*DIRECTIONS FOR THIS TASK*. Copy exactly the last part of the entries, starting from the line with "In the photo above, where can the green door" and including the final line.
** START GIVEN DATA **
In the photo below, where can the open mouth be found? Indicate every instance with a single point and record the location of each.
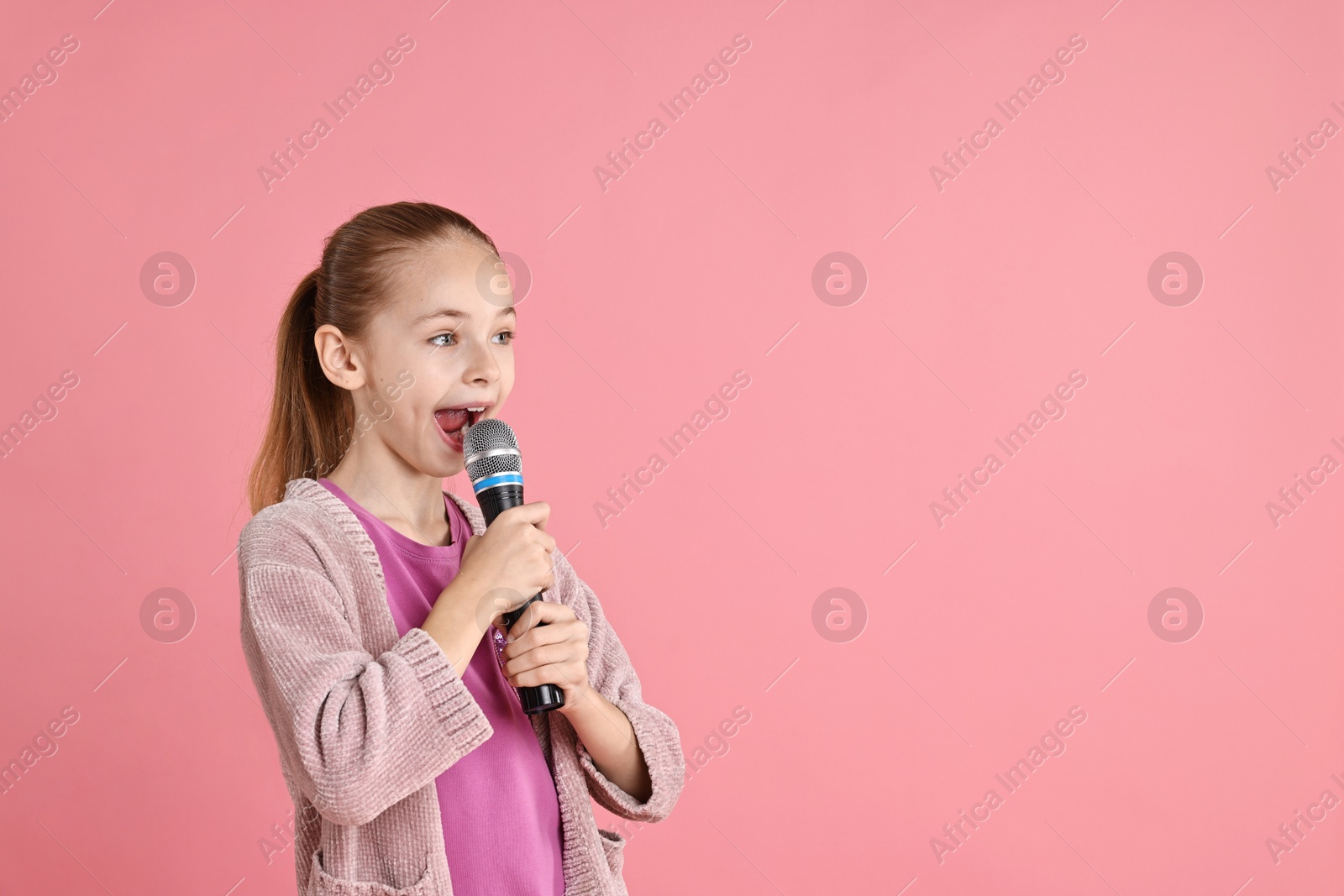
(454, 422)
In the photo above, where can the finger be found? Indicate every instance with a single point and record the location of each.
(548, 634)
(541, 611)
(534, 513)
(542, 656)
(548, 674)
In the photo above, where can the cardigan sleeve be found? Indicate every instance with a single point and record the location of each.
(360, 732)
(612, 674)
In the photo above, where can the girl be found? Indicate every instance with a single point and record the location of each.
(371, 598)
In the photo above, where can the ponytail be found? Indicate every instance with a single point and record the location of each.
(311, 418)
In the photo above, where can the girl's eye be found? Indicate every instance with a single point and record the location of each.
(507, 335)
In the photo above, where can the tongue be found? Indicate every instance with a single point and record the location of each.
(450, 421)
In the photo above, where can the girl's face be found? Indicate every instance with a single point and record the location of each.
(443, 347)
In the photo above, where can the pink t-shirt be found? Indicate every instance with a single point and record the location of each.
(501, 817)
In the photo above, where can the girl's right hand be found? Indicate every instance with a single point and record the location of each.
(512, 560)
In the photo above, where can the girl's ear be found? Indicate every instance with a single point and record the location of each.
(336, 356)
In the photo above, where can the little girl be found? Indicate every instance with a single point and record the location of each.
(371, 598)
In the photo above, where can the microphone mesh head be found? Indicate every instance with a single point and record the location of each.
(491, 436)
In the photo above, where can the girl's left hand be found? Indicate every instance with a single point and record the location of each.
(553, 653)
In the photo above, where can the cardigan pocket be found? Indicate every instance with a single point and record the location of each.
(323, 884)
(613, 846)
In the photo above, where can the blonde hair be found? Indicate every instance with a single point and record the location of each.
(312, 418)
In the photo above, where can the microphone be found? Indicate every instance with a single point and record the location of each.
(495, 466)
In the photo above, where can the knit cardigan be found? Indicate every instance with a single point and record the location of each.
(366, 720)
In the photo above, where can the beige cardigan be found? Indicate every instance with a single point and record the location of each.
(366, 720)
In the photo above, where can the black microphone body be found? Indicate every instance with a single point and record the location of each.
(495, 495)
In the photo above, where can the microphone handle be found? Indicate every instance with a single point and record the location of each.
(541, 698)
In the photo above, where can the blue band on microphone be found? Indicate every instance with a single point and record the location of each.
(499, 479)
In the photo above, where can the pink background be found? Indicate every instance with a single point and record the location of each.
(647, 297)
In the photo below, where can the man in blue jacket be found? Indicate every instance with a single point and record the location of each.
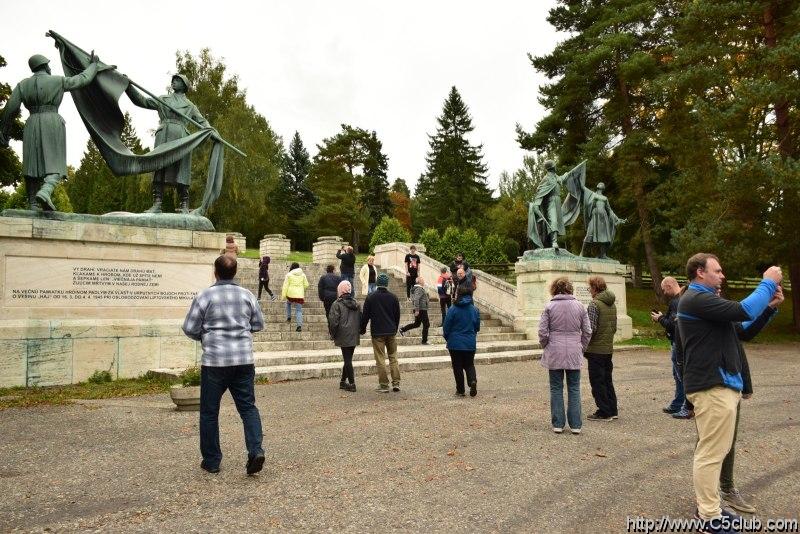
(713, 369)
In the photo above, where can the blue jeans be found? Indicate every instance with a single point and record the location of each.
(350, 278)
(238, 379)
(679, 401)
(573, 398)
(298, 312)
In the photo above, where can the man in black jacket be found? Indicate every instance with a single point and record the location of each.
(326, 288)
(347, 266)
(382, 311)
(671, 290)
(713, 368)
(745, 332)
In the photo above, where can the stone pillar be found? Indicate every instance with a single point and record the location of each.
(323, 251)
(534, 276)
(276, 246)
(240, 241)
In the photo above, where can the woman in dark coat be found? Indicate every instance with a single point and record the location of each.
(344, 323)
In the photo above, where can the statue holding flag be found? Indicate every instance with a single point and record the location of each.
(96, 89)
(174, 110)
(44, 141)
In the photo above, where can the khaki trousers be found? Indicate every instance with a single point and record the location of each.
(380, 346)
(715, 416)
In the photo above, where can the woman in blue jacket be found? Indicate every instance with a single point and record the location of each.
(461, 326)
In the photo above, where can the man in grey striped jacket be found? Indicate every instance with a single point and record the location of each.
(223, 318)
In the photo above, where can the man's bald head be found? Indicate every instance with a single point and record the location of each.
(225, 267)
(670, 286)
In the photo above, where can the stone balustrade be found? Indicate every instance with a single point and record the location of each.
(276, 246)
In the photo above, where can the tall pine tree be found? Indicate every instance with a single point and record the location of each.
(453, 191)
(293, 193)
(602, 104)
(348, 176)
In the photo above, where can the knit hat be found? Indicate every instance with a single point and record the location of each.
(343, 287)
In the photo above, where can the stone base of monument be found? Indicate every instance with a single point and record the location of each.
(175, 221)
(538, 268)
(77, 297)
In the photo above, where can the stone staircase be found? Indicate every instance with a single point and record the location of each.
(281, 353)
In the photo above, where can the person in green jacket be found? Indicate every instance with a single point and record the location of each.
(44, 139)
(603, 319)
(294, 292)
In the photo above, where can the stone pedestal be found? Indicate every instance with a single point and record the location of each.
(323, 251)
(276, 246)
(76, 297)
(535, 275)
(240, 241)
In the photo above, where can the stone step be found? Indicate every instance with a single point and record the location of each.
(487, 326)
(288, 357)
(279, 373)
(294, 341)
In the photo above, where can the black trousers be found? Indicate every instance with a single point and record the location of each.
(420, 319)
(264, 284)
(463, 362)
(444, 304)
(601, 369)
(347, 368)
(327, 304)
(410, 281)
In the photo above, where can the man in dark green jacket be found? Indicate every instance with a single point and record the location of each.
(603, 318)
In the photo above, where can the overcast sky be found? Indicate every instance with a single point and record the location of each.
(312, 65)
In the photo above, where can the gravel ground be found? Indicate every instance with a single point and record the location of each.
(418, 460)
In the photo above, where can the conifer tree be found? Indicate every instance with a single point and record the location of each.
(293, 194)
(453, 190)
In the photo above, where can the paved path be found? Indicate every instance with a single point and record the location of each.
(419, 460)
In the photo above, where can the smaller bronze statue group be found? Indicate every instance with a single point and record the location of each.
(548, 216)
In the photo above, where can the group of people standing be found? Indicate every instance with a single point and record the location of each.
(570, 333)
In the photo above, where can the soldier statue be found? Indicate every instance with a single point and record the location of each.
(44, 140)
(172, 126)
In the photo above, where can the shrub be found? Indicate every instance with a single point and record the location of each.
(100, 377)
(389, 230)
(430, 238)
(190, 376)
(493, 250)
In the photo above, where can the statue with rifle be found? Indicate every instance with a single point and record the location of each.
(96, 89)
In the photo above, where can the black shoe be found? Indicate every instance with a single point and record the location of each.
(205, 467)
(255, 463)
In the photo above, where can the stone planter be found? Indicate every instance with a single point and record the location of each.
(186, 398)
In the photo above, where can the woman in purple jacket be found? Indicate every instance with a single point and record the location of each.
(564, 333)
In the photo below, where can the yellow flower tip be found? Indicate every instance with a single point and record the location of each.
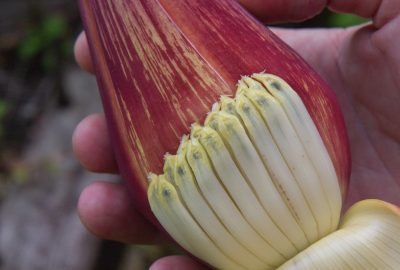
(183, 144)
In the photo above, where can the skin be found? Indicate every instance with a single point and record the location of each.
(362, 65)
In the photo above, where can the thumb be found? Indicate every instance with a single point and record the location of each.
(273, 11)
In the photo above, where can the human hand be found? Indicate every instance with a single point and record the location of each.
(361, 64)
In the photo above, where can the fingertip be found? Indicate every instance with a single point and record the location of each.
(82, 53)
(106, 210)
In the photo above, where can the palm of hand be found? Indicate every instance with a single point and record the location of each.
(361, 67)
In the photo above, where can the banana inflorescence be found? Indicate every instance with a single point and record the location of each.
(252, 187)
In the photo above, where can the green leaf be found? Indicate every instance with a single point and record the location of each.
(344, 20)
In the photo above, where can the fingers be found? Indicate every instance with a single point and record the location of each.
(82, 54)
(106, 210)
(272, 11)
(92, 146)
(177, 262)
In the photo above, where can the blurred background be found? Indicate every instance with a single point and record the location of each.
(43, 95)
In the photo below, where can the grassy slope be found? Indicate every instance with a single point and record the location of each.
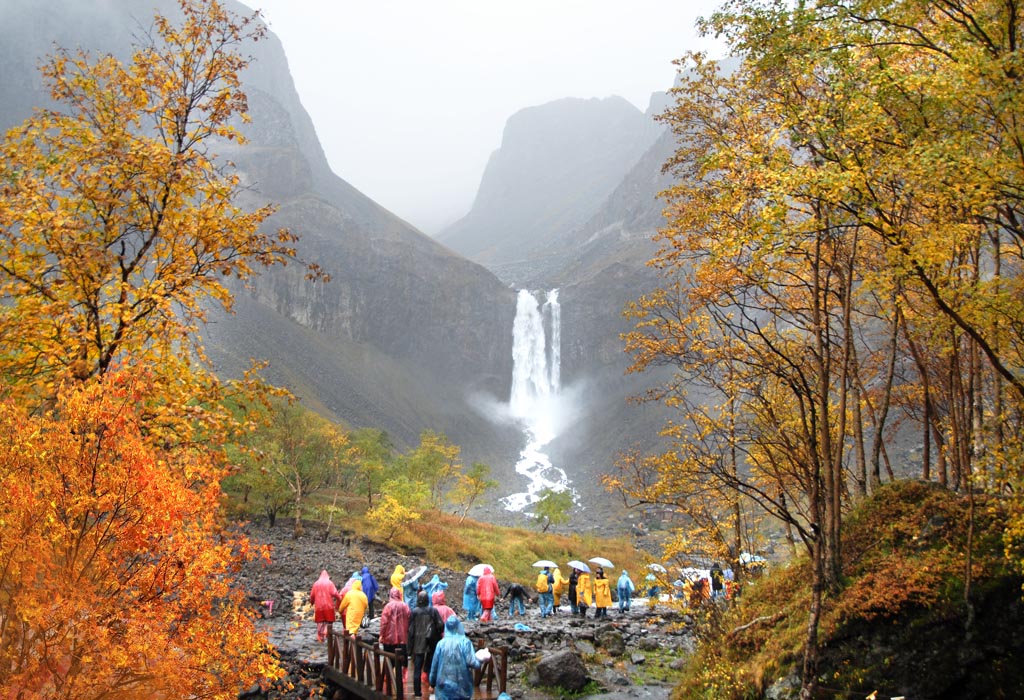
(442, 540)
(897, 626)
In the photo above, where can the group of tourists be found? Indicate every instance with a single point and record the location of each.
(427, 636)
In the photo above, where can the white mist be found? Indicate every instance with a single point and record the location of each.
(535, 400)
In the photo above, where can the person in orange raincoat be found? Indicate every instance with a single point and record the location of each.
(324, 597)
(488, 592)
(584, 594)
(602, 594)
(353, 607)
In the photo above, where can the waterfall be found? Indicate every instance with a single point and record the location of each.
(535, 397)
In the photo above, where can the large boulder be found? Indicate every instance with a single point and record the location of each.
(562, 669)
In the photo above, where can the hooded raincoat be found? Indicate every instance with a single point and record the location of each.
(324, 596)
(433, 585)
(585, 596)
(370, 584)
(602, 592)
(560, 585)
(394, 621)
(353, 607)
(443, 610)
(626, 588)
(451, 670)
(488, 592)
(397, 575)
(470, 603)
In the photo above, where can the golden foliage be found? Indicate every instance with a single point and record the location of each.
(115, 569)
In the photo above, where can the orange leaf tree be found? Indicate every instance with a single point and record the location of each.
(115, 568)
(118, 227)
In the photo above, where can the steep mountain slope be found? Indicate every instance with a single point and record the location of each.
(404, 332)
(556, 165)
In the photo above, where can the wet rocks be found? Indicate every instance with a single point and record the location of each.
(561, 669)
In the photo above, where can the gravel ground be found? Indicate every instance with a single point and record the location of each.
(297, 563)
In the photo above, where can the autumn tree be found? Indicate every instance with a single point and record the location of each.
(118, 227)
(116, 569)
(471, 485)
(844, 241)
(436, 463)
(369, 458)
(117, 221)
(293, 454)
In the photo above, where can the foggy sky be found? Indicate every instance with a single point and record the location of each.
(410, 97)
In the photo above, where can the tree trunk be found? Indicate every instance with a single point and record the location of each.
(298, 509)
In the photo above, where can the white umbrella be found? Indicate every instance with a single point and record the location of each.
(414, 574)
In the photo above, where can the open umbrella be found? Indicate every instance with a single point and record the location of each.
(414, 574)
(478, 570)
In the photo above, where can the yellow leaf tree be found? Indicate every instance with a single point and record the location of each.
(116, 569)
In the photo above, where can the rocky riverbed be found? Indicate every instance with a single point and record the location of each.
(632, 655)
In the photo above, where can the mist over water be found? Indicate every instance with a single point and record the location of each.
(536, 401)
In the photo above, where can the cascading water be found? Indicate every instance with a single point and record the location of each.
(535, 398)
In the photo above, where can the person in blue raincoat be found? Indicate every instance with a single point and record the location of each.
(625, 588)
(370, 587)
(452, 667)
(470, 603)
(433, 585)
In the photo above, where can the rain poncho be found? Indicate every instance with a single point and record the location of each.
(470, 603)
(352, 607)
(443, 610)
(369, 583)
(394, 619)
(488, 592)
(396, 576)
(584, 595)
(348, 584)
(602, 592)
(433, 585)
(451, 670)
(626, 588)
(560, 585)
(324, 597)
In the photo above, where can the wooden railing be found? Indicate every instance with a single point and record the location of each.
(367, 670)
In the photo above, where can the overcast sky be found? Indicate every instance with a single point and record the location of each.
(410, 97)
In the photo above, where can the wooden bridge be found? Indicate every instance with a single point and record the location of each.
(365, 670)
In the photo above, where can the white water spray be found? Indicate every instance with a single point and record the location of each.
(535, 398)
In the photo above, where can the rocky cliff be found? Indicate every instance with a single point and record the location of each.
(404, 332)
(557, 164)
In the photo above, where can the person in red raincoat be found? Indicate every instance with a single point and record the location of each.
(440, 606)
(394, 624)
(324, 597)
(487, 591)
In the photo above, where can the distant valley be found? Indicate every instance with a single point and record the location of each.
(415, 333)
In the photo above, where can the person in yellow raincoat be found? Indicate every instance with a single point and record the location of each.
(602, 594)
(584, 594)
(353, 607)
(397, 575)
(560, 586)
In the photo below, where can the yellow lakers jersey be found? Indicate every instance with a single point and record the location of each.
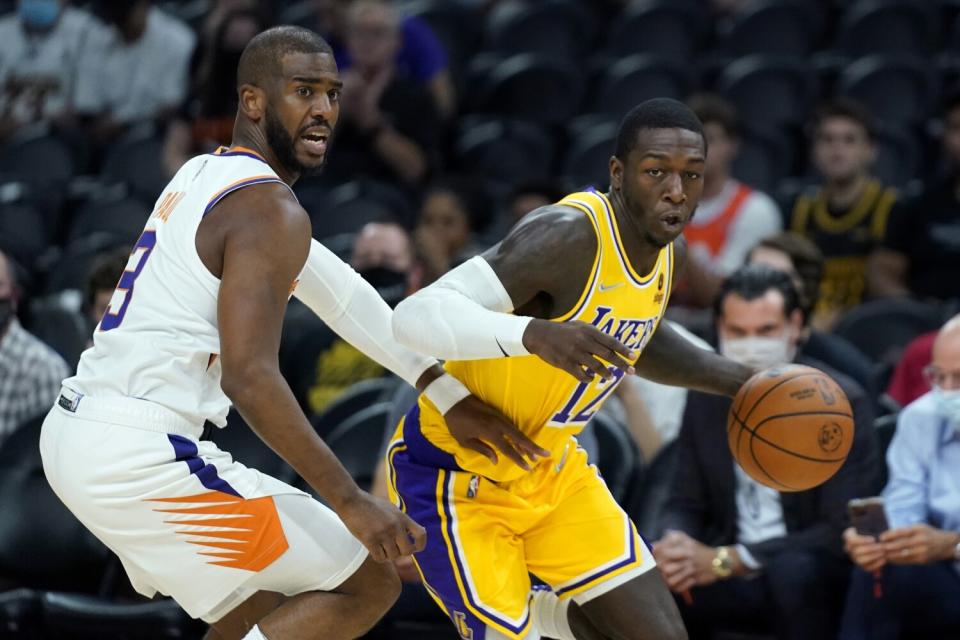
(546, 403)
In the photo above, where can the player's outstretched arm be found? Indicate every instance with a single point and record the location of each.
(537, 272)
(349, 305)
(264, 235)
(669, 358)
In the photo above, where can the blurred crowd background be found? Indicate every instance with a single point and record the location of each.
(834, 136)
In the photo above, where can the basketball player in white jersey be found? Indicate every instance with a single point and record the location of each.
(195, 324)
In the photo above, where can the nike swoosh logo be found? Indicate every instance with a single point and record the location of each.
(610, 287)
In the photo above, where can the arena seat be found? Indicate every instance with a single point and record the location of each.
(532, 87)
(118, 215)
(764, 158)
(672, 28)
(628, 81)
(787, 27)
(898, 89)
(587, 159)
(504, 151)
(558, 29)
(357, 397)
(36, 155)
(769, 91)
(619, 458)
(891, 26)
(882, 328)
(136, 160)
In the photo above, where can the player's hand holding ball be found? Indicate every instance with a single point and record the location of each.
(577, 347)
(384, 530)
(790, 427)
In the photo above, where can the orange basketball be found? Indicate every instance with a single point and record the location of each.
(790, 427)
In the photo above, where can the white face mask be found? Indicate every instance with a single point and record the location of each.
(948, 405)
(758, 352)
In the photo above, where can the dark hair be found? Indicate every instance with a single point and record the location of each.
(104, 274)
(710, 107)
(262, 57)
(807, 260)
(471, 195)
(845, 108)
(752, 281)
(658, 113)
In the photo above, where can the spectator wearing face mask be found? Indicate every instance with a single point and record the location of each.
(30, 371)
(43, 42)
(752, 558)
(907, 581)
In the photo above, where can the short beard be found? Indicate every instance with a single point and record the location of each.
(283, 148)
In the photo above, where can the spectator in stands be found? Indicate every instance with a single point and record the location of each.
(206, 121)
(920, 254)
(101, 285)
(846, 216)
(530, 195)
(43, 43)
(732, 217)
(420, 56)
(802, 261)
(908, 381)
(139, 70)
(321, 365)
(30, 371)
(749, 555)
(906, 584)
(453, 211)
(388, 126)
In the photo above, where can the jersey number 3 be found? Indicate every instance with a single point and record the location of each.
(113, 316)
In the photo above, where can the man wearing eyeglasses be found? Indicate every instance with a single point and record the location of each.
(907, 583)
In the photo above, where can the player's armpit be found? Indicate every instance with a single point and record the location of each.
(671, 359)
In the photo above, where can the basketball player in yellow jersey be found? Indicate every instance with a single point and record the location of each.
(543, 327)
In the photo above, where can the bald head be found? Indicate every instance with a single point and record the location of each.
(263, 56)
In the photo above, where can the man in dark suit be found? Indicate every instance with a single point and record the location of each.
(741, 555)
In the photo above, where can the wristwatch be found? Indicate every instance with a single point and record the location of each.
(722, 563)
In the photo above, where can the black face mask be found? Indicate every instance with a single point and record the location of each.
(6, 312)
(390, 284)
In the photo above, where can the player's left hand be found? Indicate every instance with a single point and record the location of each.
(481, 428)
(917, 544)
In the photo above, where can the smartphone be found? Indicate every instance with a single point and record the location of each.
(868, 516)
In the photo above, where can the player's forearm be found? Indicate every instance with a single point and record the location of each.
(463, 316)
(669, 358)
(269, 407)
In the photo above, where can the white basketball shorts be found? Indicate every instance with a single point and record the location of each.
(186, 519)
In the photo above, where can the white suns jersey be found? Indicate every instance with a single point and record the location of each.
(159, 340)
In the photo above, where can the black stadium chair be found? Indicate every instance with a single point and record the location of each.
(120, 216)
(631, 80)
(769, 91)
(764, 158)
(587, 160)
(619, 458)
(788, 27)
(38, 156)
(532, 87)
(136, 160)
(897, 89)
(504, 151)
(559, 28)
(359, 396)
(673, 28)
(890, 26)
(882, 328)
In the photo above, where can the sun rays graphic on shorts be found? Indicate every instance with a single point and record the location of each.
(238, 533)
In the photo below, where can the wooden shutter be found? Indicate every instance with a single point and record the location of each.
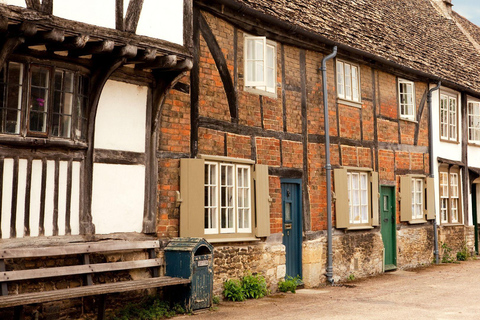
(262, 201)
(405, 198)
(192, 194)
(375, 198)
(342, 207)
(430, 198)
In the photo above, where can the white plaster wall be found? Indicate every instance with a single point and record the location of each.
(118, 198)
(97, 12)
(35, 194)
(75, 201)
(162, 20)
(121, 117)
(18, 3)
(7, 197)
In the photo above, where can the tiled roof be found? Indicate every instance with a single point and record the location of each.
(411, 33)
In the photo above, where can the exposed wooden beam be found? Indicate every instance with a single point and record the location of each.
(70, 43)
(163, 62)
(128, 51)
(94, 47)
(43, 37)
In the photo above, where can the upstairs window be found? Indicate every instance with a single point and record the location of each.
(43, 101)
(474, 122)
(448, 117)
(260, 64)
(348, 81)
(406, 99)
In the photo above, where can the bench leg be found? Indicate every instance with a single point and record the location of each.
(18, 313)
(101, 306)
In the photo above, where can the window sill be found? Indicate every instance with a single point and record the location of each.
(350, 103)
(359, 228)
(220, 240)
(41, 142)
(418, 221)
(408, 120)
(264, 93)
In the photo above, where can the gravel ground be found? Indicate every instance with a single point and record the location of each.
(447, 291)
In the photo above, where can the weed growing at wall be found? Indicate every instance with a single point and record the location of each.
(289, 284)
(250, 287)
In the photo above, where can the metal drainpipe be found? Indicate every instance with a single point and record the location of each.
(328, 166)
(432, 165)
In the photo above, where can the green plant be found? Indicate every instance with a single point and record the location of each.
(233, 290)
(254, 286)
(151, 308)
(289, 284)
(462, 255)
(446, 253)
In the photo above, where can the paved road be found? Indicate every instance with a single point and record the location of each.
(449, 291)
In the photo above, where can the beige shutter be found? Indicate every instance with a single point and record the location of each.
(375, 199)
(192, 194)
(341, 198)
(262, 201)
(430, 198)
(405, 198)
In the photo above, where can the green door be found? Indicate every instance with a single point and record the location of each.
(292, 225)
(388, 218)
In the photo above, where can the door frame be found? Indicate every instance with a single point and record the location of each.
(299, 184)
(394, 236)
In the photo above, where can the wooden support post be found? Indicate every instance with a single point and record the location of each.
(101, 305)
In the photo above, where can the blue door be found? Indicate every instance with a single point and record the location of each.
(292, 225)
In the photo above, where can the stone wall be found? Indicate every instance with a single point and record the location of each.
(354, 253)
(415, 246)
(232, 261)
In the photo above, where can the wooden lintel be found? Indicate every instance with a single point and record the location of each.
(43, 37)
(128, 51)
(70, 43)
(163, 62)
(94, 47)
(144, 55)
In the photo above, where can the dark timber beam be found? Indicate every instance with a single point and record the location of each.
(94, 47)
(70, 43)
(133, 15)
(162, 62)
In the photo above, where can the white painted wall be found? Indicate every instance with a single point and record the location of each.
** END GIVEN DATA **
*EXERCISE RESPONSE*.
In the photo above, where can the green door be found? Indicate every instance with a single point and record the location of each.
(292, 225)
(388, 218)
In the photo above, where can the door frame be found? Indicate every instance with a single point and record the location of each.
(299, 184)
(394, 236)
In the photo above, where can the wooden support post be found? Indicate every instance with a single point and record the location of each.
(101, 305)
In the photo above, where can the blue door be found? Indicate every instance with a single point and record the location of each.
(292, 225)
In the photo above, where can the stone wall be found? Indicate every instance with a single point and record the location of each.
(354, 253)
(415, 246)
(232, 261)
In the photo above, where can the wooden lintel be found? Indicate every instance with a single point and record the location of each.
(43, 37)
(128, 51)
(70, 43)
(163, 62)
(94, 47)
(144, 55)
In the photo above, where can the dark timber beam be found? Indicate every instance with a single point and record the location of each.
(94, 47)
(70, 43)
(133, 15)
(162, 62)
In the photo above, where can the white painted wall be found? Indicate every instance with a single point and record the location of each.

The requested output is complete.